• _Required work_
**A)** List every username that posts a message in the chat thread, counting each only once.
**B)** In the chat thread, which tools use edamame to parse code?
**C)** Copy the chat thread from "kudos for cljc" to "Super nice stuff!".

Fork me on GitHub
#announcements
<
2019-10-06
>
carocad14:10:53

hey everyone, here is a little contribution from me. A way to parse Clojure(script) code safely. I hope you like it 🙂 https://github.com/carocad/parcera

carocad14:10:53

hey everyone, here is a little contribution from me. A way to parse Clojure(script) code safely. I hope you like it 🙂 https://github.com/carocad/parcera

dominicm14:10:42

What are you using it for?

carocad14:10:04

@ so far I am not using it. But I was hoping it would be useful to people out there wanting to parse clojure but not doing it since read-string is not safe and edn/read cannot parse clojure code. I have seen a couple of projects die out due to that so I thought I would help a little 😅

dominicm14:10:17

I may try and reimplement something of mine based on this. Is it a goal to have perfectly bidirectional snippets?

borkdude14:10:29

rewrite-clj has a similar goal

borkdude14:10:04

https://github.com/borkdude/edamame is used to parse code in sci/babashka (it skips intermediate representation and parses directly to code, bidirectionality is not a goal).

dominicm14:10:11

Yeah, current implementation is rewrite but I found it difficult to work with for reasons you mentioned :)

dominicm14:10:35

(Eg metadata)

borkdude14:10:58

user=> (parcera/clojure "(defn foo [])")
[:code [:whitespace ""] [:list [:whitespace ""] [:symbol "defn"] [:whitespace " "] [:whitespace ""] [:symbol "foo"] [:whitespace " "] [:whitespace ""] [:vector] [:whitespace ""]] [:whitespace ""]]
I see a couple of empty whitespace nodes there.

borkdude15:10:12

kudos for cljc support!

borkdude15:10:12

it seems instaparse supports .cljc. maybe parcera could also support a CLJS API

borkdude15:10:19

overall impressive work, thanks for sharing @

pez15:10:22

Super nice stuff!

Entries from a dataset
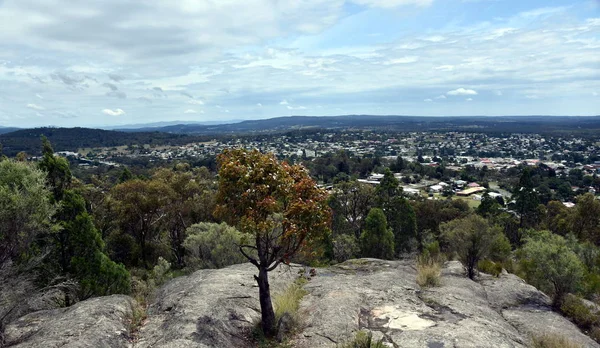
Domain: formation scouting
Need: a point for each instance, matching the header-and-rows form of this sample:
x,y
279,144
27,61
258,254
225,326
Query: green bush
x,y
433,250
470,238
553,341
211,245
489,267
550,265
500,248
576,310
362,339
345,247
289,300
429,271
377,240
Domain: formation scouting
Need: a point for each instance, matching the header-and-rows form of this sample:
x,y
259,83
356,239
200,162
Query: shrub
x,y
489,267
289,300
550,265
211,245
345,247
500,248
470,238
377,240
575,309
433,250
363,339
428,272
552,341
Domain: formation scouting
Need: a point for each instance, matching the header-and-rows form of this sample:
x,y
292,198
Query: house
x,y
460,183
470,191
436,188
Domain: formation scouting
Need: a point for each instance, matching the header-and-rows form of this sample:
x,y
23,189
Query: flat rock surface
x,y
209,308
94,323
220,308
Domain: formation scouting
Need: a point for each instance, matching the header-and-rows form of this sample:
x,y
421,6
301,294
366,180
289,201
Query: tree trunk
x,y
266,306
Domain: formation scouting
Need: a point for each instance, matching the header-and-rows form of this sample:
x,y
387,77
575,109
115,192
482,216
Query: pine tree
x,y
377,240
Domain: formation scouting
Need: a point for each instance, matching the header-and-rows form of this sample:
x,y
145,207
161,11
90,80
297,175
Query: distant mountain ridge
x,y
4,130
28,140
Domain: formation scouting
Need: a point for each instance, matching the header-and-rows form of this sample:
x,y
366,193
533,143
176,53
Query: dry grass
x,y
428,272
553,341
362,339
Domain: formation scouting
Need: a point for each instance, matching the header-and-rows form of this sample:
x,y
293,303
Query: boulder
x,y
220,308
97,322
209,308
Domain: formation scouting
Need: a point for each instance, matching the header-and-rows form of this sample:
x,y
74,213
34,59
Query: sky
x,y
115,62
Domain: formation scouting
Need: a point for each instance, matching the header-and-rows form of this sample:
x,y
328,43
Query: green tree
x,y
25,209
57,168
388,188
141,208
403,222
586,218
471,238
192,201
279,205
96,273
550,265
527,200
377,240
351,202
212,245
489,206
125,175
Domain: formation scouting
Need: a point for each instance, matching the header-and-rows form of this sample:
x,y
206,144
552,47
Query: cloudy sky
x,y
111,62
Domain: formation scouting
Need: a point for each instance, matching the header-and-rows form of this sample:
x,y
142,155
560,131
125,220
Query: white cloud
x,y
35,107
289,107
115,112
403,60
392,3
462,91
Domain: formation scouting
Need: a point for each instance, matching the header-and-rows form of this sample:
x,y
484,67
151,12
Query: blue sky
x,y
115,62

• _The responses_
**A)** carocad, dominicm, borkdude, pez

**B)** sci/babashka

**C)**
kudos for cljc support!

borkdude15:10:12

it seems instaparse supports .cljc. maybe parcera could also support a CLJS API

borkdude15:10:19

overall impressive work, thanks for sharing @

pez15:10:22

Super nice stuff!